▸ **Problem to solve**: Go through the records below and copy out every line that contains the word "column".

▸ **Input rows**:
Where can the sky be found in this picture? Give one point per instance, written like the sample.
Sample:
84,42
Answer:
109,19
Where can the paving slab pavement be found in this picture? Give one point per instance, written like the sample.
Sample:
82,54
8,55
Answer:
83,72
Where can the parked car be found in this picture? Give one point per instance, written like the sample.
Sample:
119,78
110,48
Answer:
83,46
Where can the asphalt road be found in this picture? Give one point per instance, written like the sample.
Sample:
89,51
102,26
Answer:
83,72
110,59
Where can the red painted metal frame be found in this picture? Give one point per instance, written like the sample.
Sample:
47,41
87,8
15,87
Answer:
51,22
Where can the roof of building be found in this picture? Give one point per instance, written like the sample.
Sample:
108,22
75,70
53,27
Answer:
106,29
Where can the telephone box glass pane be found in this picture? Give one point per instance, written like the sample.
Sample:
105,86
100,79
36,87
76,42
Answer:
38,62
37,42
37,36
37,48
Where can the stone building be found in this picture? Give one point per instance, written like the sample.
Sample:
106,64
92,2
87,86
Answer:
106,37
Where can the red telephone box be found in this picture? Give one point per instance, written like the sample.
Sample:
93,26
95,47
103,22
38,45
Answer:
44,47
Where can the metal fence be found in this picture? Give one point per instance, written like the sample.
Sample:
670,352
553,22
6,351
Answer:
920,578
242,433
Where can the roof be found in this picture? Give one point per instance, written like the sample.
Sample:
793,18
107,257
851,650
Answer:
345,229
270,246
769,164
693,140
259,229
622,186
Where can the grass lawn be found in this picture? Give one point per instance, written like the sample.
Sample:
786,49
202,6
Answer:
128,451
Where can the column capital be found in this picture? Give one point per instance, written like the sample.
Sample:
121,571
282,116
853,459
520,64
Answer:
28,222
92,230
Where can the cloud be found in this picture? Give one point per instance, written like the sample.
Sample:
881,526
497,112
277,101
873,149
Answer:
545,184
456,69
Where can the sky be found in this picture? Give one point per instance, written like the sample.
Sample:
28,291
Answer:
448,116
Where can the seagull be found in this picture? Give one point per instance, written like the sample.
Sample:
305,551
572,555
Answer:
--
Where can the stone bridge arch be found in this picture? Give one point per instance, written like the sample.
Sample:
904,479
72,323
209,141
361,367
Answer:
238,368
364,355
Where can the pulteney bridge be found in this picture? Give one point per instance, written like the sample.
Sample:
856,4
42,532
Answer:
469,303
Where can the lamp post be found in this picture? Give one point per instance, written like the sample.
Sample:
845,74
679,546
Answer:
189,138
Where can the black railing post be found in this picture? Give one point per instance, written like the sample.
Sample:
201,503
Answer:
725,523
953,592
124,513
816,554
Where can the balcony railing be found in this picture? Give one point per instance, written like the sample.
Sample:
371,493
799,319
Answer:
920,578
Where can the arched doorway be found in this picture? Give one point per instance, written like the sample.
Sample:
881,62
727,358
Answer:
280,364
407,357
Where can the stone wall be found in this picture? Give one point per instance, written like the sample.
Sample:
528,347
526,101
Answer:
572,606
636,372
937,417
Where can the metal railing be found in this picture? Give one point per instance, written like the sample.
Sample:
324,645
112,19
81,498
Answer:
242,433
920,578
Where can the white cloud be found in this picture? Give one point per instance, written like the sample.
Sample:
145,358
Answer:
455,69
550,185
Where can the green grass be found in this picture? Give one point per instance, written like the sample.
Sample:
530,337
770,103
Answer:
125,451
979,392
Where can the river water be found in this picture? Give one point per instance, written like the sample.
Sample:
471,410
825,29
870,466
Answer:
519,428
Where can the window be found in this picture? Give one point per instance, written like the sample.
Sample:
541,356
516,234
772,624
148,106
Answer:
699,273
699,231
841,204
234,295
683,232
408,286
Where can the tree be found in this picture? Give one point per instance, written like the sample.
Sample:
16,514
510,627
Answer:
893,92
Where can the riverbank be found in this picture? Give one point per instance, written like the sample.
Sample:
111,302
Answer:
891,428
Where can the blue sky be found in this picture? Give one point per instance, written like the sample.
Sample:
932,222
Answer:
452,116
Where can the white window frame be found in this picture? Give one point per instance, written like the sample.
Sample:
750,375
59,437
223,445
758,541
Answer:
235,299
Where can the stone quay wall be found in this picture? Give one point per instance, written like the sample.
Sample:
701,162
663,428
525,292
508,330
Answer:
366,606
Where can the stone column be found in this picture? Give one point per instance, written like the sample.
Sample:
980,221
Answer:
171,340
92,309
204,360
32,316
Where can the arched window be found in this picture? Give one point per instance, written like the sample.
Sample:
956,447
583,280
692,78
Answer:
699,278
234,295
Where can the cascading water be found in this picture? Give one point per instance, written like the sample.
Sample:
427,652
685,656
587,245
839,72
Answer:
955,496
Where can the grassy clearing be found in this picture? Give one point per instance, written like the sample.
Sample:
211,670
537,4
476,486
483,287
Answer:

▸ **Solution to this exercise**:
Where can the column capital be found in this picture? Give one point per instance, written like the sample.
Where can the stone column be found in this picture? Give one point per instance, written like the sample.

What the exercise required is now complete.